Could you provide a link that supports your claim of over $50,000 per month? Also, did you investigate how much it cost to put someone to death? Include all legal costs and the incarceration costs while all the legal challenges are being resolved. I've heard the cost of putting someone to death is usually more than a life sentence. With the exception of Texas and maybe Florida.
 
Could you provide a link that supports your claim of over $50,000 per month? Also, did you investigate how much it cost to put someone to death? Include all legal costs and the incarceration costs while all the legal challenges are being resolved. I've heard the cost of putting someone to death is usually more than a life sentence. With the exception of Texas and maybe Florida.

If you read what I wrote I said a YEAR not a MONTH. A bullet costs very little but drugs and doctors to administer them are very expensive.
 
If you read what I wrote I said a YEAR not a MONTH. A bullet costs very little but drugs and doctors to administer them are very expensive.

Sorry, time to get my eyes checked again. Yes if executions were all done like Texas the cost would be down. However it's quick and final, so I would like no death penalty without irrefutable forensic evidence. I don't trust eye witness testimony or circumstantial evidence enough for the death penalty.
 
If you must do it there are better ways than potassium chloride. A massive morphine shot for instance

However capital punishment is more expensive and immoral and becoming a breach of international law, it's on it's way out and thank god for that.
 
However capital punishment is more expensive and immoral

Is it in Australia? It is certainly not in Malaysia.

A thing is immoral when WE say it is immoral. There is no objective morality. As a mother, I am telling you, it is not immoral at all...
 
Looks like nobody answered all your questions, so...

What's the general consensus here?
Is it humane?
Are you for or against lethal injection?
3 drugs or 1?
Death row inmates should die by some other means?
If you are against capital punishment how should the victims receive justice?
Or should they?
An what do the victims family get out of the prisoners death?

1. It is probably the most humane way, and I am not sure they deserve to go in such an easy way.
2. Lethal injection is just as good as any other way, if it gets the job done.
3. 3 drugs are more human, but 1 would also do it.
4. Some criminals should suffer the same fate what they caused..
5. Being raped 3 times a week for eternity is also good punishment, although inhuman.
6. Well, tasing the criminal's balls a few times a day also provides good justice.
7. Closure?
 
Is it in Australia? It is certainly not in Malaysia.

A thing is immoral when WE say it is immoral. There is no objective morality. As a mother, I am telling you, it is not immoral at all...

Data shown:
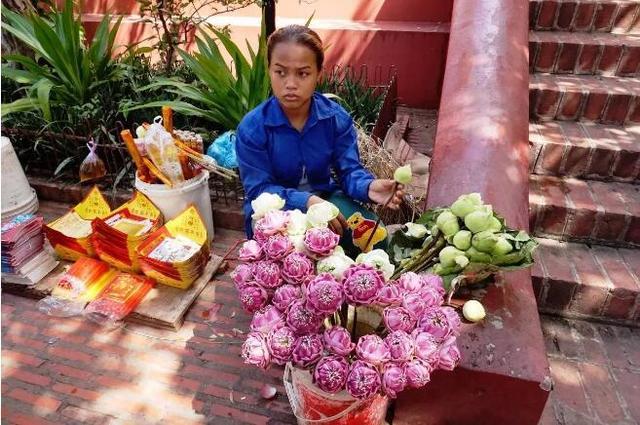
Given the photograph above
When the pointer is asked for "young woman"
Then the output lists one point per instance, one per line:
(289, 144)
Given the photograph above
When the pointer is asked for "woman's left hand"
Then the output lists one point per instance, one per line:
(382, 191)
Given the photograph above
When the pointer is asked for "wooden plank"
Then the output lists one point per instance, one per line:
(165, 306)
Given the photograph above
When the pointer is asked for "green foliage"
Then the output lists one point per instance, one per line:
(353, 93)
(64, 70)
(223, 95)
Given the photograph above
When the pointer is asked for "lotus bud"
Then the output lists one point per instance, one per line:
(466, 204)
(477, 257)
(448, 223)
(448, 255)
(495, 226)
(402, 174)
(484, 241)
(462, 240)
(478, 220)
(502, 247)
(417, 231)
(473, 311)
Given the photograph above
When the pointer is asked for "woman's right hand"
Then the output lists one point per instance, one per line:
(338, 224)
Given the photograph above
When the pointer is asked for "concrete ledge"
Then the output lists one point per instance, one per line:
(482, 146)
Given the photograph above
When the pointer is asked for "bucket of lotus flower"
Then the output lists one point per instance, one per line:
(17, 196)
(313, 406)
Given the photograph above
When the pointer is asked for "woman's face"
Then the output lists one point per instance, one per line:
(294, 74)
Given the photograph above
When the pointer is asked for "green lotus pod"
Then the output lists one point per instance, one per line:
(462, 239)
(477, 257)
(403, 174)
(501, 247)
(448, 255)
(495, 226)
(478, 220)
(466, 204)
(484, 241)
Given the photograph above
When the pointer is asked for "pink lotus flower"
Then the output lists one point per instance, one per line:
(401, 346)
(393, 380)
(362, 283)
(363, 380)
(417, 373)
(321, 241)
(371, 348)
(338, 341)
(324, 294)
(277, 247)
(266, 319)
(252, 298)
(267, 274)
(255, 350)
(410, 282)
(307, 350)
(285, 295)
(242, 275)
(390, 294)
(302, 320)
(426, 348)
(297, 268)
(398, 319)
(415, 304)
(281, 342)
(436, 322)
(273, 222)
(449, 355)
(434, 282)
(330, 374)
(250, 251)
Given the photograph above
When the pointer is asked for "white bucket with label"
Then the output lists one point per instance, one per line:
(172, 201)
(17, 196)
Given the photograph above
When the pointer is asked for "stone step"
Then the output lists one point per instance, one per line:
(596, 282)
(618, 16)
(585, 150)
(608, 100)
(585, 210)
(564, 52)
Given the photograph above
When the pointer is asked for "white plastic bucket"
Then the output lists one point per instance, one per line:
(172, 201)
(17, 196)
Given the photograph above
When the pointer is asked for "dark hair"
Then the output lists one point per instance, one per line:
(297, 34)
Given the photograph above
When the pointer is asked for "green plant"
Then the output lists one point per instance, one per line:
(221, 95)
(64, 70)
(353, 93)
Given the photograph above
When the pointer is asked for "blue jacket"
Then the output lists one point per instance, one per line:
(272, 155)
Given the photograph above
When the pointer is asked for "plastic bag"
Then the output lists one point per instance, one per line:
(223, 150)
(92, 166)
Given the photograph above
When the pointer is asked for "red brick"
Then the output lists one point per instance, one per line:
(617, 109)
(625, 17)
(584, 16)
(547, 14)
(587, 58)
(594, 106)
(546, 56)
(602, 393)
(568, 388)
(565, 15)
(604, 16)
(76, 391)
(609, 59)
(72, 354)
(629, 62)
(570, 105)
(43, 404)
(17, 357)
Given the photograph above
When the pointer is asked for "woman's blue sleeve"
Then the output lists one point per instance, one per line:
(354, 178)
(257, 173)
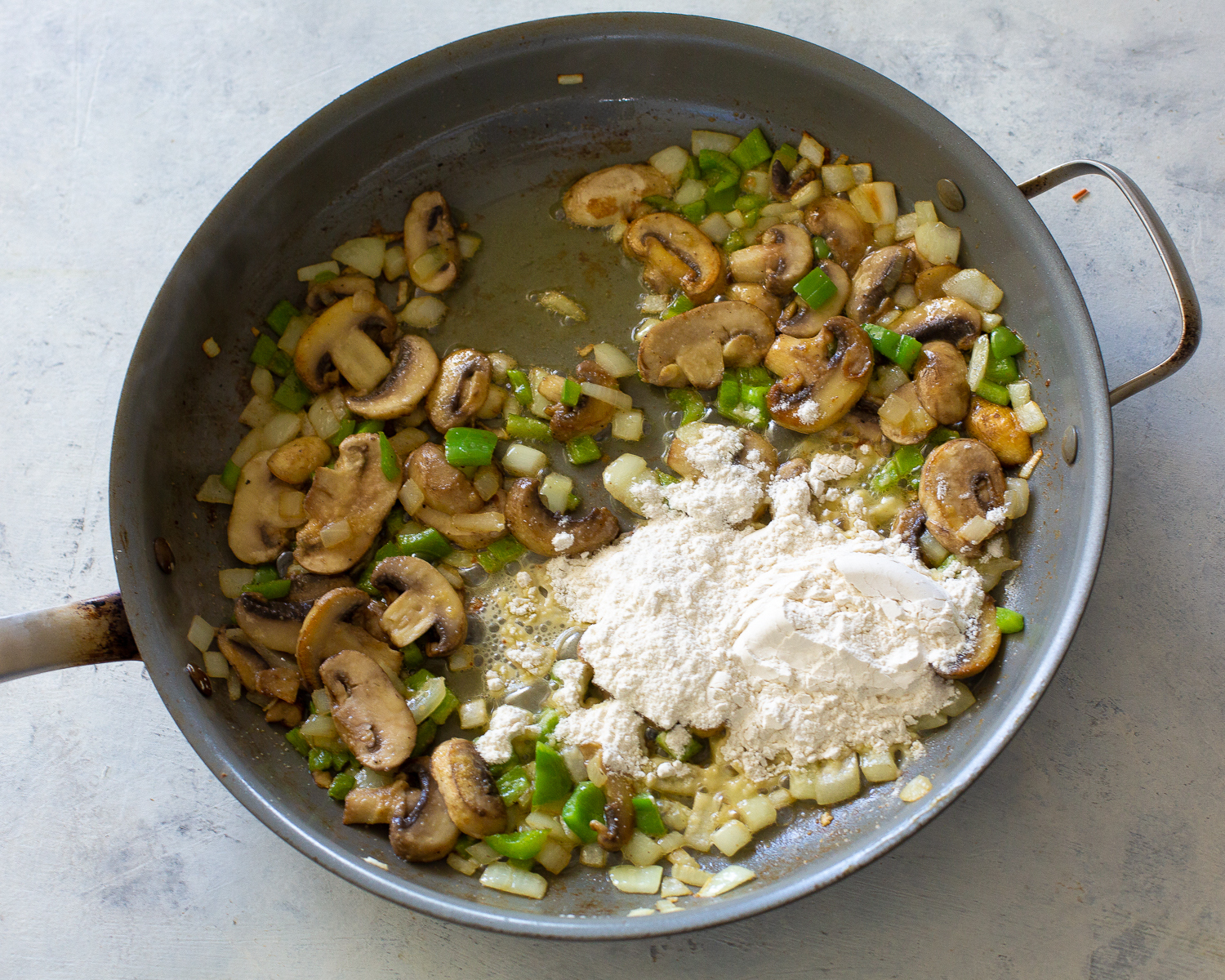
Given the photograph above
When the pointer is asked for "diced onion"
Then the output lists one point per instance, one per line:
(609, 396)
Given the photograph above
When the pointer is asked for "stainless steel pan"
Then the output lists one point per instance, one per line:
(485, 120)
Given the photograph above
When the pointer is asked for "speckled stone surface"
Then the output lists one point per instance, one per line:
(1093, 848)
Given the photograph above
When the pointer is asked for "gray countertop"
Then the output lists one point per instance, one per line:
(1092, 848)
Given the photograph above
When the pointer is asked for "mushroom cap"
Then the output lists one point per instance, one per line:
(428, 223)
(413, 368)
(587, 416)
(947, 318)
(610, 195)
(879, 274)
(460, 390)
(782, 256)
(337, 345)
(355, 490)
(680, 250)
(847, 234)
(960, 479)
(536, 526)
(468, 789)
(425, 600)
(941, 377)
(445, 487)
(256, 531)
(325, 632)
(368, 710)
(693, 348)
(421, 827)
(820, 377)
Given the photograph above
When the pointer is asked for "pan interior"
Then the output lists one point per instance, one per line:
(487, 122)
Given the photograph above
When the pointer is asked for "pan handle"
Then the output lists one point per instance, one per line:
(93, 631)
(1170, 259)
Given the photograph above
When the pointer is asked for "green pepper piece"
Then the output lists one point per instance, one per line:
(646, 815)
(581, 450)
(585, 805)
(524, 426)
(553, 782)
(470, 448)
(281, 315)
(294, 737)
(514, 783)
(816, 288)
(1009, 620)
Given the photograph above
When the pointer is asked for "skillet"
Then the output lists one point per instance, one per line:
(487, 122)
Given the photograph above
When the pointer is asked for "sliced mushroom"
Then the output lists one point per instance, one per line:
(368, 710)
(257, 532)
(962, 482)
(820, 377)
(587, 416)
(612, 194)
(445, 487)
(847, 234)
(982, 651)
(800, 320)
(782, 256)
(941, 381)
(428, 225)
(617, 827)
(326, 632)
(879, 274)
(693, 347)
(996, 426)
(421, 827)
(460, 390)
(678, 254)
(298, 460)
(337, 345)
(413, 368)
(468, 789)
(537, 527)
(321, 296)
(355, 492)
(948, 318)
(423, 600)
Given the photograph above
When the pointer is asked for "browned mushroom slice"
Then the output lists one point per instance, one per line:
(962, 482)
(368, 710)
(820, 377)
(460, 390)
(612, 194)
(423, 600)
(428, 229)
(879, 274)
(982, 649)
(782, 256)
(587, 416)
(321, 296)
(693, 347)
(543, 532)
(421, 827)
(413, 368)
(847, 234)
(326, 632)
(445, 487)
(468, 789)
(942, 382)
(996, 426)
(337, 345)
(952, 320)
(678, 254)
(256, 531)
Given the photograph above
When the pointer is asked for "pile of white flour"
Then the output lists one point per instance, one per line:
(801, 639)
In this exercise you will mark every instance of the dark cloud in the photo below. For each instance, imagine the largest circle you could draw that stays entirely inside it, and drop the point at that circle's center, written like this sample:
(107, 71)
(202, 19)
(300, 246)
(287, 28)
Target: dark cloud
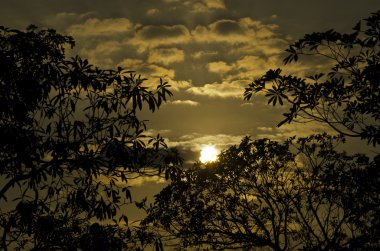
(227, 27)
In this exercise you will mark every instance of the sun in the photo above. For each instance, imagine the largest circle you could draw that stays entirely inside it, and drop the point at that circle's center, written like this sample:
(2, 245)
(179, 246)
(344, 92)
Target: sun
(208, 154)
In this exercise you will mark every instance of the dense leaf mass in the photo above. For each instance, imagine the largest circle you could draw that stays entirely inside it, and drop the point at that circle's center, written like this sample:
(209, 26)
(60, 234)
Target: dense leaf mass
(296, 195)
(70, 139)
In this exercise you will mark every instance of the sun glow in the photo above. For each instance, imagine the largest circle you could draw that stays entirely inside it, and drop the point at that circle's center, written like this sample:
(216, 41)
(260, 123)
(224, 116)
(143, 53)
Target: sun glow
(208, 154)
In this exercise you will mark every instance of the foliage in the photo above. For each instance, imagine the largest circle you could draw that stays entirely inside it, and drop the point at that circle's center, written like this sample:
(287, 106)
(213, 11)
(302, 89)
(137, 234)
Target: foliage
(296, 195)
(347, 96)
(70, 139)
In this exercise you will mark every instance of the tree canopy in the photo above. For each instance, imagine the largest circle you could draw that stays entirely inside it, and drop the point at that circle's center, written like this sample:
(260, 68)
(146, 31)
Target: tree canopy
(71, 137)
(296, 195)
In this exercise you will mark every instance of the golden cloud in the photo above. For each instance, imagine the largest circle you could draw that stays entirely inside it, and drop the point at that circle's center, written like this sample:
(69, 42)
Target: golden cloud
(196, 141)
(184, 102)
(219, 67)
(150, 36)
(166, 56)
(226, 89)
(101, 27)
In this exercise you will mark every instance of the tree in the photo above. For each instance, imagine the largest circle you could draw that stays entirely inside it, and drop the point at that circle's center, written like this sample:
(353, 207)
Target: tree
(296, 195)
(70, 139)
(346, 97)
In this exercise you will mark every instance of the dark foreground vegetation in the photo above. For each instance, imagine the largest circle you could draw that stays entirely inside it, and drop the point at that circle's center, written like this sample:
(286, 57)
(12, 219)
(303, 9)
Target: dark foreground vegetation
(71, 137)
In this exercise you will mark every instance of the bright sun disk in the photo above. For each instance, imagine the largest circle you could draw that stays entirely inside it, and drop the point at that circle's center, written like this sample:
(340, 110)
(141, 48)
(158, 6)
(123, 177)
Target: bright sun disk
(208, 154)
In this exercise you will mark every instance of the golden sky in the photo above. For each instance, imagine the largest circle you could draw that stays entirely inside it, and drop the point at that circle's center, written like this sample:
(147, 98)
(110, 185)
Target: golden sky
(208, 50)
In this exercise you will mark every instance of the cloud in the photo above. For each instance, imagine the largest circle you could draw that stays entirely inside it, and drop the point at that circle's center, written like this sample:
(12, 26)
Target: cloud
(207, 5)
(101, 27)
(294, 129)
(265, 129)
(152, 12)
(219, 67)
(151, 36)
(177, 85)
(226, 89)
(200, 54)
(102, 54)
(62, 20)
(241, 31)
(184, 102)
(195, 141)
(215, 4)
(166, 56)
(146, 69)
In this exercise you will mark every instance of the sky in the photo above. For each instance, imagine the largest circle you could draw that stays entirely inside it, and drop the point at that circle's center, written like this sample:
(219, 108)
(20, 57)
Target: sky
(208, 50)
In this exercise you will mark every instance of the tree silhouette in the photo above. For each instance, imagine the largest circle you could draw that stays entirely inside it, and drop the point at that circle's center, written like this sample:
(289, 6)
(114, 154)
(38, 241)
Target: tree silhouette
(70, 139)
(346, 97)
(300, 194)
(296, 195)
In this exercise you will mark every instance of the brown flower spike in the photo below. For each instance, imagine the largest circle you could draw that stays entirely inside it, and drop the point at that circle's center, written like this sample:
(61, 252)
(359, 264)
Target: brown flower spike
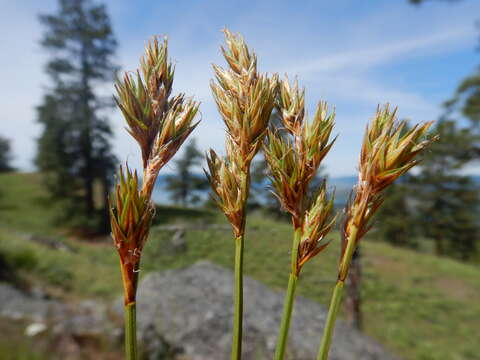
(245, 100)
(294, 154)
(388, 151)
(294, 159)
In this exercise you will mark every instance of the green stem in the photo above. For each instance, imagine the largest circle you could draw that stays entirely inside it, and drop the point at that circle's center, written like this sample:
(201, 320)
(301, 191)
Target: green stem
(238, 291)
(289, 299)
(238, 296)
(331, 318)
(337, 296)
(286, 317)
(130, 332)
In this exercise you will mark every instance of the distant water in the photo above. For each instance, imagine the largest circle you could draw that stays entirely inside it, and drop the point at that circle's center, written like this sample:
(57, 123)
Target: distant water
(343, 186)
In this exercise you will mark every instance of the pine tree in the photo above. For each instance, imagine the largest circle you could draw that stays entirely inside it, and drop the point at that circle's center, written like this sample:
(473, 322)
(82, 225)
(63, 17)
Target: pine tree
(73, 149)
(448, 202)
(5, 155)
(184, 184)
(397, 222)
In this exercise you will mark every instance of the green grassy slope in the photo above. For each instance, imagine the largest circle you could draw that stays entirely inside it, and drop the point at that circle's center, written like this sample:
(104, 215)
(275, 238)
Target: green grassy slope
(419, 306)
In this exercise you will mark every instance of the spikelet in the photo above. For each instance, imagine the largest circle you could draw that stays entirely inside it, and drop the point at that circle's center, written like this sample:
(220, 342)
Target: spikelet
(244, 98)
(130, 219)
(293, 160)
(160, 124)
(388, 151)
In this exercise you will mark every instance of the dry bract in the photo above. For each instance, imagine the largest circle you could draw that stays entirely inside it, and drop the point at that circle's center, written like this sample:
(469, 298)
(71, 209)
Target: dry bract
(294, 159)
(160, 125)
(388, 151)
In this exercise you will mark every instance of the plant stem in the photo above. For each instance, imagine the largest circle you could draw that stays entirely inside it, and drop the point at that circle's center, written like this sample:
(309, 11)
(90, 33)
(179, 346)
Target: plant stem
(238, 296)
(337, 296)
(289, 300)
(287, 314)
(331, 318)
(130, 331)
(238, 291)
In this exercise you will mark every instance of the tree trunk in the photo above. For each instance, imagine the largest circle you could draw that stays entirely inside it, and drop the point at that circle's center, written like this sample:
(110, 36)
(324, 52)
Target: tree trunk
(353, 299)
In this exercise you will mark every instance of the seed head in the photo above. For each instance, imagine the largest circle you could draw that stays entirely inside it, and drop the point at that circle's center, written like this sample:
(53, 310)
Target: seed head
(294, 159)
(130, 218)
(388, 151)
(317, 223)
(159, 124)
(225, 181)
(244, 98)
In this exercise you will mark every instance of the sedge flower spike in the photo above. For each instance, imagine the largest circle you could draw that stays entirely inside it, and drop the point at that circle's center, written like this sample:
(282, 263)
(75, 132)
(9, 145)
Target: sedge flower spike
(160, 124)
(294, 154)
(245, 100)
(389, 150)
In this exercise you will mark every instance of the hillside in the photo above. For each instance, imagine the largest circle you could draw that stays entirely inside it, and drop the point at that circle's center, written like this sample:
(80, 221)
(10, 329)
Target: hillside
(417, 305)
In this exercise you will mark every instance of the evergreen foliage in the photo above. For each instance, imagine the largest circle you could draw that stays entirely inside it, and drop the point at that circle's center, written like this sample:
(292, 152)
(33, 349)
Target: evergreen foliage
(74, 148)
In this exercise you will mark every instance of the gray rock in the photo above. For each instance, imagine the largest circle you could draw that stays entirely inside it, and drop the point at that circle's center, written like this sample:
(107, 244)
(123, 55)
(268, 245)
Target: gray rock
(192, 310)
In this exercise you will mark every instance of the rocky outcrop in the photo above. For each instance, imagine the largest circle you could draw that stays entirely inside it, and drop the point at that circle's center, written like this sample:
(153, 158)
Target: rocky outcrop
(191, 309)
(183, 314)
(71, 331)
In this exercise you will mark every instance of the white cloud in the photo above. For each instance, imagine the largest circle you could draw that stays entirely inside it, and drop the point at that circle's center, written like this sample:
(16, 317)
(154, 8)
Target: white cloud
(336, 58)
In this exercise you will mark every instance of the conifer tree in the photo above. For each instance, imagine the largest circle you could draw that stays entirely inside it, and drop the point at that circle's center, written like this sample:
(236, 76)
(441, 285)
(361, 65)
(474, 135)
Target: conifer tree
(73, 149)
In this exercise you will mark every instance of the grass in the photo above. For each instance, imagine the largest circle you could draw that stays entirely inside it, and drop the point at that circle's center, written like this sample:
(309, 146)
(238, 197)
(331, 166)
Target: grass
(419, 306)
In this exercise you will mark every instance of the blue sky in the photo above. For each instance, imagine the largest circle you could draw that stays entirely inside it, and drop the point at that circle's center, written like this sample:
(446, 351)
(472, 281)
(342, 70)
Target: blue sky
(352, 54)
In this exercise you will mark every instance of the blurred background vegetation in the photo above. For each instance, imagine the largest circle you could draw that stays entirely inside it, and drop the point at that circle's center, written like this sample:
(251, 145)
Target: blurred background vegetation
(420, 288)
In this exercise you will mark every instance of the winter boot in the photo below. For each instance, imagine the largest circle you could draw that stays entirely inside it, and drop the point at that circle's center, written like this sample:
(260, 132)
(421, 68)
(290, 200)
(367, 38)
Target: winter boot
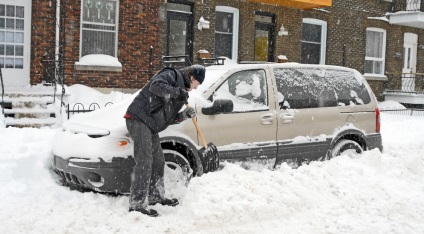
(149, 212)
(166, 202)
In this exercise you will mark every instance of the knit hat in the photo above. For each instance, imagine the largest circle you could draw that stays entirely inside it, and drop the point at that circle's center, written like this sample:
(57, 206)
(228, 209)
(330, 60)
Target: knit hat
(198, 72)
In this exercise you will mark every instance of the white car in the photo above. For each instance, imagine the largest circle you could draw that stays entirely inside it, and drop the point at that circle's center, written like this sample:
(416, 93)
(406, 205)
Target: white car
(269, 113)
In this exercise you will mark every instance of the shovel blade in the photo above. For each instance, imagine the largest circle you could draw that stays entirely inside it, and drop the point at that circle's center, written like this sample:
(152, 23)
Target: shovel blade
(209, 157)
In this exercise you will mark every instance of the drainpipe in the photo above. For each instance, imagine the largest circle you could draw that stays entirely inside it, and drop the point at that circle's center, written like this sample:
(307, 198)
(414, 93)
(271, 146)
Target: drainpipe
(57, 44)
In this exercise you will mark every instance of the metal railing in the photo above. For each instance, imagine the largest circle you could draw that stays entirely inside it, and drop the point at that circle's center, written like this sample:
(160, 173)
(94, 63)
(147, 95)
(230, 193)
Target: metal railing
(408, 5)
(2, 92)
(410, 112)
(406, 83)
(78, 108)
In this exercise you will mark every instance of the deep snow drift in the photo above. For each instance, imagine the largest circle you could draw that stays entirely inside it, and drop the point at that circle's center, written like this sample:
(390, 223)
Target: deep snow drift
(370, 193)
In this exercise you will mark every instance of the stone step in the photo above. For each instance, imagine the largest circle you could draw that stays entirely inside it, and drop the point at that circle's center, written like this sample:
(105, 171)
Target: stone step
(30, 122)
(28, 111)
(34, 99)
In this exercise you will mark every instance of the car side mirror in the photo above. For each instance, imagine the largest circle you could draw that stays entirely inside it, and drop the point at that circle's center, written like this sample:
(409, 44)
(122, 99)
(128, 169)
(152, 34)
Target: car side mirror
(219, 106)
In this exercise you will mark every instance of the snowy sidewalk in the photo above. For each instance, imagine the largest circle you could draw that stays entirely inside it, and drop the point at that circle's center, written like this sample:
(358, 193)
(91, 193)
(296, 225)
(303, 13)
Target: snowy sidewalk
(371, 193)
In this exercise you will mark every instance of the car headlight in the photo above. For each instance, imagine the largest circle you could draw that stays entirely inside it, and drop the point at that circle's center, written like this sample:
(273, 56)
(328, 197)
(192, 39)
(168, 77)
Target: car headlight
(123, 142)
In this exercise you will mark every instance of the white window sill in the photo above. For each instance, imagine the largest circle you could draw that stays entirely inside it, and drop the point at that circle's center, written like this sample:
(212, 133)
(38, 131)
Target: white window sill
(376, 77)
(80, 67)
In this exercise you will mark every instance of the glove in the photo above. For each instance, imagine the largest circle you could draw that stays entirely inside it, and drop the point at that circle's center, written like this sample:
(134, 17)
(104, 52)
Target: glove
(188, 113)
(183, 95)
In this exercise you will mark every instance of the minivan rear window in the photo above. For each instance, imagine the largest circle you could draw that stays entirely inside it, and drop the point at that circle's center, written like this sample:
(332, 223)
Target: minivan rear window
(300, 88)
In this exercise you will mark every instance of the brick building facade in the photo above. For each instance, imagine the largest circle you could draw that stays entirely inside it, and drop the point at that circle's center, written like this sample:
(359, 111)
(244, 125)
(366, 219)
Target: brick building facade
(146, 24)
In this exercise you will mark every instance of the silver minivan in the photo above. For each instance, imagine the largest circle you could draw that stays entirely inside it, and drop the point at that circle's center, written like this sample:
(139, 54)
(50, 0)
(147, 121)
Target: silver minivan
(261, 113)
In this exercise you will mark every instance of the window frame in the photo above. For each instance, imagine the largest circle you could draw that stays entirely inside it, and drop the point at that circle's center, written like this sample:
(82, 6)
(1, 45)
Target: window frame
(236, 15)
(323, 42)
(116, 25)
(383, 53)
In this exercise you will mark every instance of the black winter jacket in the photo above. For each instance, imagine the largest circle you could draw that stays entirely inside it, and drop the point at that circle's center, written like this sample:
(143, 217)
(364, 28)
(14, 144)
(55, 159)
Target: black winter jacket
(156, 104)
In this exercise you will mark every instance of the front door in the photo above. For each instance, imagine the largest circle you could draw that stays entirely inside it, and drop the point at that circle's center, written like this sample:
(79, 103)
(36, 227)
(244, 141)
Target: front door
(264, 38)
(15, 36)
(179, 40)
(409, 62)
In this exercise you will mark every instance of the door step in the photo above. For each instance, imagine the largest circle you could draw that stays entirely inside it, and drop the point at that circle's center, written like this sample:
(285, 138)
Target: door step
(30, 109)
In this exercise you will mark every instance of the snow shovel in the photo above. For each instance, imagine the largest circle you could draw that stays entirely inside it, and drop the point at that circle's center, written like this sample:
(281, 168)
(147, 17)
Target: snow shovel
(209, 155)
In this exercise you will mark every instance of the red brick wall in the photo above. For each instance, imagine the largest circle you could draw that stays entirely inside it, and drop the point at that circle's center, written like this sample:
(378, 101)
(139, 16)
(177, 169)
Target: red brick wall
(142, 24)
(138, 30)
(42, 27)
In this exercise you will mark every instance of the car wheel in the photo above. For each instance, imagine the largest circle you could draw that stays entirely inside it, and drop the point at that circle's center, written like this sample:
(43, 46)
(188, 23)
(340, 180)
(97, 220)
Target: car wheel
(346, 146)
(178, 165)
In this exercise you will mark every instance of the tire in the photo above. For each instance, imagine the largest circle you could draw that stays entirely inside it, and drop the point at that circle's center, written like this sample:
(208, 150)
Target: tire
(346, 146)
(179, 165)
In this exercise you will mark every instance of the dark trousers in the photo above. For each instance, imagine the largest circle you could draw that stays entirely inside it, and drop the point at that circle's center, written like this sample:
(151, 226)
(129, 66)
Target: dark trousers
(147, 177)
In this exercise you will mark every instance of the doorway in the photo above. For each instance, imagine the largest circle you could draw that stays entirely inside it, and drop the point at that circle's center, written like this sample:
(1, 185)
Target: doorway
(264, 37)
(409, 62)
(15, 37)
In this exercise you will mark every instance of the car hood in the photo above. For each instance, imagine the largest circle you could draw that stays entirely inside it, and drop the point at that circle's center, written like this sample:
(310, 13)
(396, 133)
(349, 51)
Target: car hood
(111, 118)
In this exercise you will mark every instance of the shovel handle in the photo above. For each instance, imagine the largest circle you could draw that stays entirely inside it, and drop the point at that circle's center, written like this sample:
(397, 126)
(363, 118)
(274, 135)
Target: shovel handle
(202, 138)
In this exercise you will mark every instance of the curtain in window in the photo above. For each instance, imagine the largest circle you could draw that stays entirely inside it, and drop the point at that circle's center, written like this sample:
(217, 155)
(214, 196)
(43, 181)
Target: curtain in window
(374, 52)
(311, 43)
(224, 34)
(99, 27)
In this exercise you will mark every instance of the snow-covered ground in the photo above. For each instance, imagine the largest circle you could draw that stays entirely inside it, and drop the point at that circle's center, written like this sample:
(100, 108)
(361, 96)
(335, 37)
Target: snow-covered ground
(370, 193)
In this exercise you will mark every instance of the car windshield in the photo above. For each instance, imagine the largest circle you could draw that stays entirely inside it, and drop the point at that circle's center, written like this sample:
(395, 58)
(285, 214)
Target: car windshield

Prompt 1:
Quote the death penalty thread word for word, everything from "An what do the" down to "what they caused..".
Prompt 2:
Summarize the death penalty thread in two sentences.

Problem solution 1:
An what do the victims family get out of the prisoners death?

1. It is probably the most humane way, and I am not sure they deserve to go in such an easy way.
2. Lethal injection is just as good as any other way, if it gets the job done.
3. 3 drugs are more human, but 1 would also do it.
4. Some criminals should suffer the same fate what they caused..

Problem solution 2:
One poster asks for a source for a claimed cost of over $50,000 per month and says executions are reportedly more costly than life sentences except perhaps in Texas and Florida, and the reply clarifies the figure was per year and notes that execution drugs and the doctors who administer them are very expensive. Other posters oppose the death penalty without irrefutable forensic evidence or call it expensive, immoral and on its way out, while another denies any objective morality and says it is not immoral at all.